** Start of Supplied data **
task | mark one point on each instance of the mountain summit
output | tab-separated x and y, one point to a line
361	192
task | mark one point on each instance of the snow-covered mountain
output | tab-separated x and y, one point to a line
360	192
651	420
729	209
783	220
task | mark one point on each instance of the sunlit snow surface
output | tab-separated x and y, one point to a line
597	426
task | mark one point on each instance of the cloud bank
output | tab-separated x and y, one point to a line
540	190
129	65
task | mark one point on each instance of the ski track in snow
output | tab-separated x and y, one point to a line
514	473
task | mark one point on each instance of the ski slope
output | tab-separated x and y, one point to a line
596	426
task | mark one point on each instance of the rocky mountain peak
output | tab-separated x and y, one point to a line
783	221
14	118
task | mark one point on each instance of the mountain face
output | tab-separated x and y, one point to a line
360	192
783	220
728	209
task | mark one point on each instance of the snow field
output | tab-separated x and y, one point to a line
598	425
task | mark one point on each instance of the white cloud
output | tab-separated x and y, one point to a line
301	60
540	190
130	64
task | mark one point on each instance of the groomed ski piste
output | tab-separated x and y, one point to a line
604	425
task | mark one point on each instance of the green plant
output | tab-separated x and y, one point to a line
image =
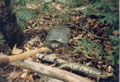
114	54
23	14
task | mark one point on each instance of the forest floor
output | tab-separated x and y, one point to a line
36	31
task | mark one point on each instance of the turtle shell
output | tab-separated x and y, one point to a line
60	34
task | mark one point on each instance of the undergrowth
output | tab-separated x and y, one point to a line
105	10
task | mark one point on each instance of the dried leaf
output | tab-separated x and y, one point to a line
15	50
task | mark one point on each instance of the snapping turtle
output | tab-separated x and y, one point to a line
57	36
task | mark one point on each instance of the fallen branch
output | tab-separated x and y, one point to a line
50	71
95	36
87	70
9	59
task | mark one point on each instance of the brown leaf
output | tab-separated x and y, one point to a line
115	32
15	50
78	37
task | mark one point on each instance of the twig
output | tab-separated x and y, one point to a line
95	36
50	71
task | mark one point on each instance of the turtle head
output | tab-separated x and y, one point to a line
52	44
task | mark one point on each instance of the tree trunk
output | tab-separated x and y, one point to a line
9	27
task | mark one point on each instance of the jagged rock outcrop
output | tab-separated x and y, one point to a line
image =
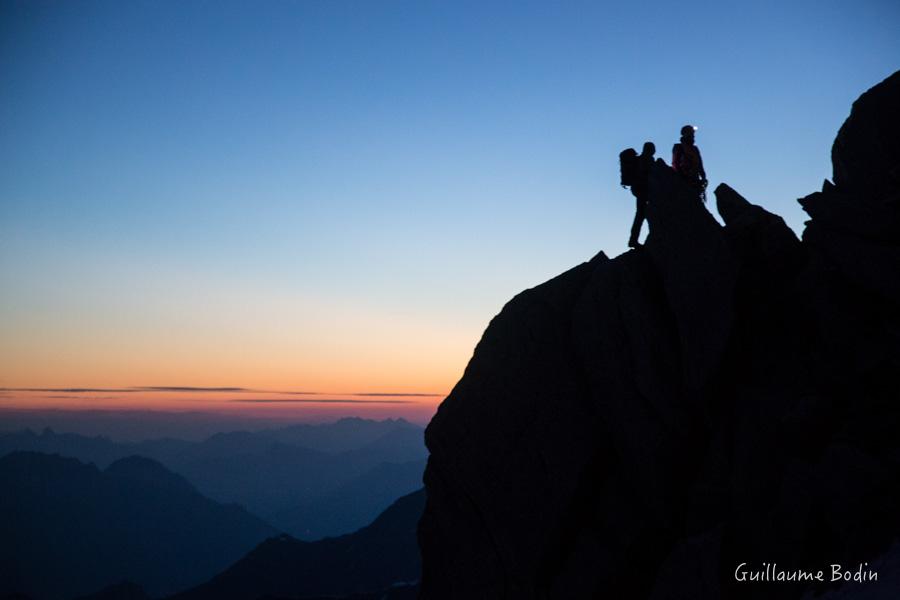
637	427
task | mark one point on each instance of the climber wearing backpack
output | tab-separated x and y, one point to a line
687	162
635	170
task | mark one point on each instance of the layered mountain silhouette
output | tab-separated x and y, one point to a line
303	479
380	560
68	529
638	427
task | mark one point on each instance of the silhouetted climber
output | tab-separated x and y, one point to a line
687	161
634	173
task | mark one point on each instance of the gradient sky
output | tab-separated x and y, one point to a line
338	196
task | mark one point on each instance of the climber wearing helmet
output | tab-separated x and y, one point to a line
686	160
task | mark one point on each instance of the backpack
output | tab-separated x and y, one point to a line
628	166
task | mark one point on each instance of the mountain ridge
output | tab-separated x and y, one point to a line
637	426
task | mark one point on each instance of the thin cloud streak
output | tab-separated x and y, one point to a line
399	395
187	388
72	390
315	401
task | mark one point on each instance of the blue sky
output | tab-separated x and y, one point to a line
238	174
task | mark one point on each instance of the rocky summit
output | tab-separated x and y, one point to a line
643	426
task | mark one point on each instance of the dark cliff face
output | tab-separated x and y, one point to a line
637	427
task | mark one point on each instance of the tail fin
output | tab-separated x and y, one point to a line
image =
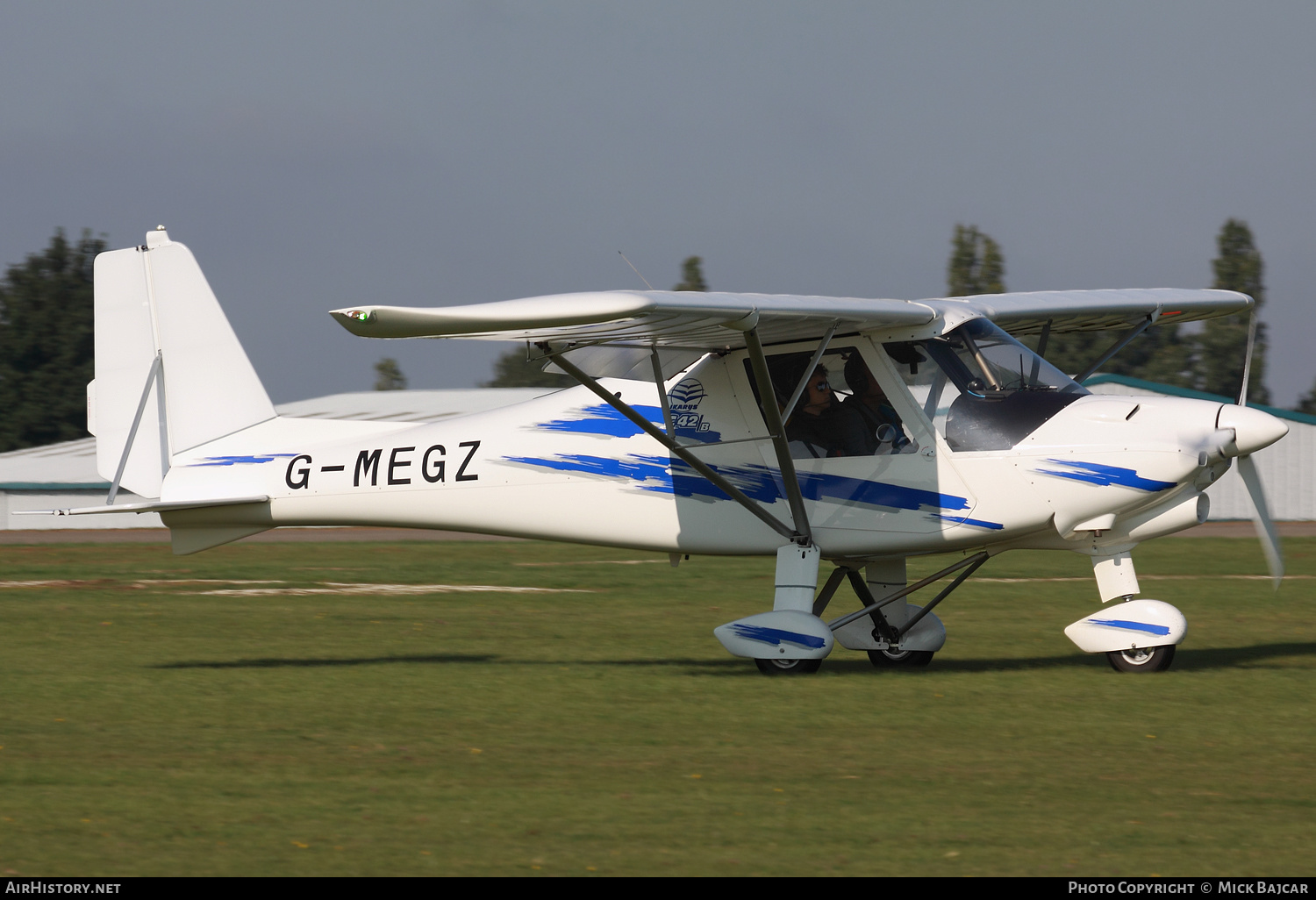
170	373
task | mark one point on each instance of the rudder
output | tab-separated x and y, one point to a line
163	352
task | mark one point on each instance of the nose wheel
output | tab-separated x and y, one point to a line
1144	660
890	658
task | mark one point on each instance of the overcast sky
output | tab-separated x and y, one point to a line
316	155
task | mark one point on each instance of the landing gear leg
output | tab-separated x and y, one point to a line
791	639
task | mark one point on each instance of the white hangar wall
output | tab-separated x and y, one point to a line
1286	468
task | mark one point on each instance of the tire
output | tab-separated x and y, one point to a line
787	666
903	658
1150	660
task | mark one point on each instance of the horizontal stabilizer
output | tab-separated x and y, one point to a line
184	541
145	507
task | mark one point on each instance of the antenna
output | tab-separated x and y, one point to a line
636	271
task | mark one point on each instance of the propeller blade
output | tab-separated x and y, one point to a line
1261	518
1247	360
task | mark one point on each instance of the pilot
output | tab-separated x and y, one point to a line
882	432
821	426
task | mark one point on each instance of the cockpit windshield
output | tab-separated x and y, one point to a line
983	389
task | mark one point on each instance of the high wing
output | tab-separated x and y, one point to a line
673	318
686	324
1091	311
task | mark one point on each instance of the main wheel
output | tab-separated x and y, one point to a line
1148	660
905	658
787	666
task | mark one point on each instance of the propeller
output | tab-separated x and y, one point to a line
1252	433
1261	518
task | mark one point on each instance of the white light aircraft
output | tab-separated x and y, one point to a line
705	424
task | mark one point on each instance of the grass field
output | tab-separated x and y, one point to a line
150	728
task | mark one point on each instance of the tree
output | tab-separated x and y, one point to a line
692	275
389	375
46	344
1307	403
513	368
976	265
1223	344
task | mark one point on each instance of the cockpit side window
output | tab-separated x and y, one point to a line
982	389
842	410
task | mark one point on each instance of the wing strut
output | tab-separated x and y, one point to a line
669	441
1119	345
768	400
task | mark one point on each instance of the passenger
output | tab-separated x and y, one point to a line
821	426
883	432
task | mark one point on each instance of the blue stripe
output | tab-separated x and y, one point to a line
665	475
776	636
1134	626
1105	475
241	461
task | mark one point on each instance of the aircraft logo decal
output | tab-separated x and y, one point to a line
683	403
605	421
776	636
686	395
666	475
1105	475
1132	626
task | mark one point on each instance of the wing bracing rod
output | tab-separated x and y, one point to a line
1119	345
976	561
689	458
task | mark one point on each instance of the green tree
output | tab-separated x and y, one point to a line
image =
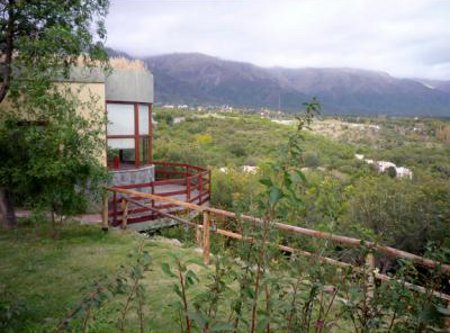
41	41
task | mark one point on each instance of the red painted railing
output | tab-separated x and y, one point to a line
181	181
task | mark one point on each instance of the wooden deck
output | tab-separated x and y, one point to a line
183	182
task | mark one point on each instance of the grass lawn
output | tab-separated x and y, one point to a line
42	278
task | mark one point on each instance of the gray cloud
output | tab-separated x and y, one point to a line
407	38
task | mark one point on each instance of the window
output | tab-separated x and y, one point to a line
128	129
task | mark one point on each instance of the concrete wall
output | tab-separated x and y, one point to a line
130	86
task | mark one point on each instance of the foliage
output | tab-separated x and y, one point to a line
52	161
40	40
51	152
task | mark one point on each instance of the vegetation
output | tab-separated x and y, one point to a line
342	193
252	286
51	151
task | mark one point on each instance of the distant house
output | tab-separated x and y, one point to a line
382	166
403	172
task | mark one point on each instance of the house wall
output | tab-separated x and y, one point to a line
91	97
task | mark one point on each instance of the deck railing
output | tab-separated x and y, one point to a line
211	216
187	182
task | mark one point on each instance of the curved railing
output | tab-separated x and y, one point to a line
216	221
181	181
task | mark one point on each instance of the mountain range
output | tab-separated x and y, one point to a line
198	79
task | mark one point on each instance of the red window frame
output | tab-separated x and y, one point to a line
136	136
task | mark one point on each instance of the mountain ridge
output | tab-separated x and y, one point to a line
200	79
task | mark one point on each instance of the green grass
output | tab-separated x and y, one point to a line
48	277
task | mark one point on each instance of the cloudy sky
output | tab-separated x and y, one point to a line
409	38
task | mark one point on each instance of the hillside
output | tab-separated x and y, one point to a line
199	79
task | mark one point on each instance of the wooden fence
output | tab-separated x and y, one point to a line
190	183
208	225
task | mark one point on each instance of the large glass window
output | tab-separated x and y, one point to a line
126	143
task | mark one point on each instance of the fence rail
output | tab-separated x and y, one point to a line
188	182
203	236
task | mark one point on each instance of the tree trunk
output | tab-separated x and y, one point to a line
8	51
7	213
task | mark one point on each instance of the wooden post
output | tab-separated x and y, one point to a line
188	189
370	267
209	184
447	318
124	213
105	212
200	179
198	236
206	223
115	209
153	200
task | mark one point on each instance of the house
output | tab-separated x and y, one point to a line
126	97
129	97
382	166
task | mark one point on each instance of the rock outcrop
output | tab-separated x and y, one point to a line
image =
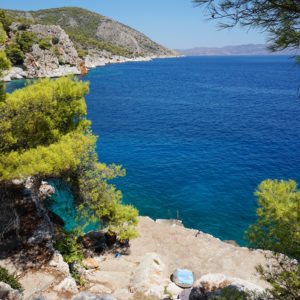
8	293
161	247
95	27
25	229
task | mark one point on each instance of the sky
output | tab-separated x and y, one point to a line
177	24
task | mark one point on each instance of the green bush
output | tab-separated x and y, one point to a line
15	54
5	20
25	40
9	279
45	44
67	245
55	40
23	27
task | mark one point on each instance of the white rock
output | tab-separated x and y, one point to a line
99	289
148	276
220	280
88	296
67	285
174	289
58	262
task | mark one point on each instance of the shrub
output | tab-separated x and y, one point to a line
23	27
9	279
14	54
25	40
45	44
55	40
69	248
3	36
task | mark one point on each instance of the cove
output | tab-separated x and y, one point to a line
198	134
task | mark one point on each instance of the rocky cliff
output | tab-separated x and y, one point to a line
58	58
94	34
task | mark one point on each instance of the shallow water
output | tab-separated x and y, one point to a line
197	135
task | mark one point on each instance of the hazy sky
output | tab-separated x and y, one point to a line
173	23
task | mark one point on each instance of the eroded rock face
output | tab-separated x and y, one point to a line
25	229
148	276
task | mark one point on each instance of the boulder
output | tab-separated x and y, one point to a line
67	285
184	278
8	293
59	264
90	263
211	286
25	228
98	288
218	281
45	190
148	276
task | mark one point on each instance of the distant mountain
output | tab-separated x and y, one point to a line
250	49
92	31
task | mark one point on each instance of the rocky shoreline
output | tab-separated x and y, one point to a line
91	61
145	267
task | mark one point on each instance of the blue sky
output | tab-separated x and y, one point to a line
173	23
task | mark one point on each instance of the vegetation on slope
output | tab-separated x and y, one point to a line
82	34
44	132
9	279
278	229
90	30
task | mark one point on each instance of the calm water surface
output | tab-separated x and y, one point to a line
197	135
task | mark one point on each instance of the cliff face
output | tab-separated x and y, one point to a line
77	39
91	31
59	58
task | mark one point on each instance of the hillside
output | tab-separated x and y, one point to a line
250	49
93	32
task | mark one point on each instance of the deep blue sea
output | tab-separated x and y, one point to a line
198	134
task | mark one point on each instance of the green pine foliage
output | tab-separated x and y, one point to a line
3	35
278	225
68	247
278	229
44	132
9	279
25	40
15	54
4	63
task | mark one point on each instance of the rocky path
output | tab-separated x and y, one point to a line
159	250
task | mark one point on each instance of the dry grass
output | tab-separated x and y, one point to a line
142	296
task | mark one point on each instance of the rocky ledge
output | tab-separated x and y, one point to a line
160	249
62	58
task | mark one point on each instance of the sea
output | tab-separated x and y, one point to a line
197	135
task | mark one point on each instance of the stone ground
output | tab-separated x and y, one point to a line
160	249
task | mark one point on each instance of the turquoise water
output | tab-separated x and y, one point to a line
197	135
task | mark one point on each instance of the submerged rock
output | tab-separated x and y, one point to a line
25	229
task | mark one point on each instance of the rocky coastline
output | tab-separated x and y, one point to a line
116	273
61	58
91	62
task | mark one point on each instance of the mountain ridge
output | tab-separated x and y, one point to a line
89	29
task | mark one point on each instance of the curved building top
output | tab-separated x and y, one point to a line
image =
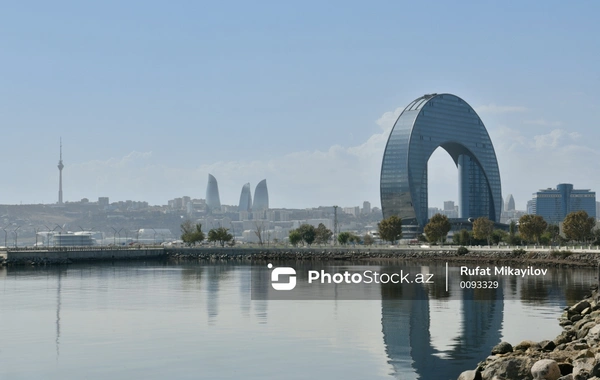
** End of Supplied data **
What the task requires - How many lines of the records above contain the word "grass"? Case counts; give only the number.

Exercise solution - 4